(Records from a dataset)
—————

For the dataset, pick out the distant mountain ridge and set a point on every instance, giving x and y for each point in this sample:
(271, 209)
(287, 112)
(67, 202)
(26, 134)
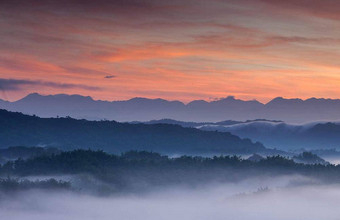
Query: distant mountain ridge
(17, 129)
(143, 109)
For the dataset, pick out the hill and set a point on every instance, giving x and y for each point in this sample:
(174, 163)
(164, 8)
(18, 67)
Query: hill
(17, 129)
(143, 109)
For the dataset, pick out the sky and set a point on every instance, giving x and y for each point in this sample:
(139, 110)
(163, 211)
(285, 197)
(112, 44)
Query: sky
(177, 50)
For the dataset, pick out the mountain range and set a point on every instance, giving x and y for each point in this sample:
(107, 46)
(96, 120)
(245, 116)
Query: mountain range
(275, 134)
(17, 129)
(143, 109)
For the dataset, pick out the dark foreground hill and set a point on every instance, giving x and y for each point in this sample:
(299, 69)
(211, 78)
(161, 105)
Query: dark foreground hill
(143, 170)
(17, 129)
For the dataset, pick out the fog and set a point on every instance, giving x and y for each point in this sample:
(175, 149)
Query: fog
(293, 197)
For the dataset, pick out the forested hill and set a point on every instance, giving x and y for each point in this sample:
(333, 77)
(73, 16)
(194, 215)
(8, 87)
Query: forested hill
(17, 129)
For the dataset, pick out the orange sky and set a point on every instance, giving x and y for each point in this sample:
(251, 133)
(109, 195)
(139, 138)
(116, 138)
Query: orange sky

—————

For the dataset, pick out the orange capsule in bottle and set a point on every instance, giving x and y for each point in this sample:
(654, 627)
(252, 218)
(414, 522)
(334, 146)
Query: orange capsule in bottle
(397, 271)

—————

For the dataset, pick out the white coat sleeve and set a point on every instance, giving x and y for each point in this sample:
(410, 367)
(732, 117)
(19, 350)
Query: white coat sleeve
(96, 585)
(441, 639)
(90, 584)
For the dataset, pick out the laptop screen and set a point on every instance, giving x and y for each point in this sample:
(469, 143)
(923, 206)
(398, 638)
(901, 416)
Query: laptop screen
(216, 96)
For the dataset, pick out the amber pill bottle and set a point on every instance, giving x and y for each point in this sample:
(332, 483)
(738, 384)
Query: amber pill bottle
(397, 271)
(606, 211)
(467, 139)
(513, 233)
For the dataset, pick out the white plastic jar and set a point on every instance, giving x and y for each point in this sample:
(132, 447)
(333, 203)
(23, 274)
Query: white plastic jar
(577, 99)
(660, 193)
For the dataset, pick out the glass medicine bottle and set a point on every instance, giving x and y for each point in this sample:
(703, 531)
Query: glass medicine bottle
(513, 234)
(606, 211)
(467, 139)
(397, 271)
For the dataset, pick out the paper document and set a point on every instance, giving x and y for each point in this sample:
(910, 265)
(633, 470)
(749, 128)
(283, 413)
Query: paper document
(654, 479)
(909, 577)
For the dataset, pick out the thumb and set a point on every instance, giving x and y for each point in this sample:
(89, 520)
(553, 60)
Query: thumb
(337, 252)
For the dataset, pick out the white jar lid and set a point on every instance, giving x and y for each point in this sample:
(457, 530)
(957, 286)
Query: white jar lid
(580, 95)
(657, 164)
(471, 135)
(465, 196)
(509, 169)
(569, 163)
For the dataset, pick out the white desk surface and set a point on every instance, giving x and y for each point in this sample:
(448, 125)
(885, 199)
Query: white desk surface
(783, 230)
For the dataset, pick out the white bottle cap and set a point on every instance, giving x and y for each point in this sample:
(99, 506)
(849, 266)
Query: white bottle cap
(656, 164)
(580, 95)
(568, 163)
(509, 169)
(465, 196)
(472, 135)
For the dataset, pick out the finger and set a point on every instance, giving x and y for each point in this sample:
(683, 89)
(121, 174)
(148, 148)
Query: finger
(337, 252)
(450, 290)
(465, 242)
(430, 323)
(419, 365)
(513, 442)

—————

Task objective: Find every line in the items above that contains the word "surface" and copy each one out. Case counts.

Answer to this problem:
For the dataset, pick out the white desk surface and set a point on every instance, giving x and y for each point in this sample:
Query: white desk surface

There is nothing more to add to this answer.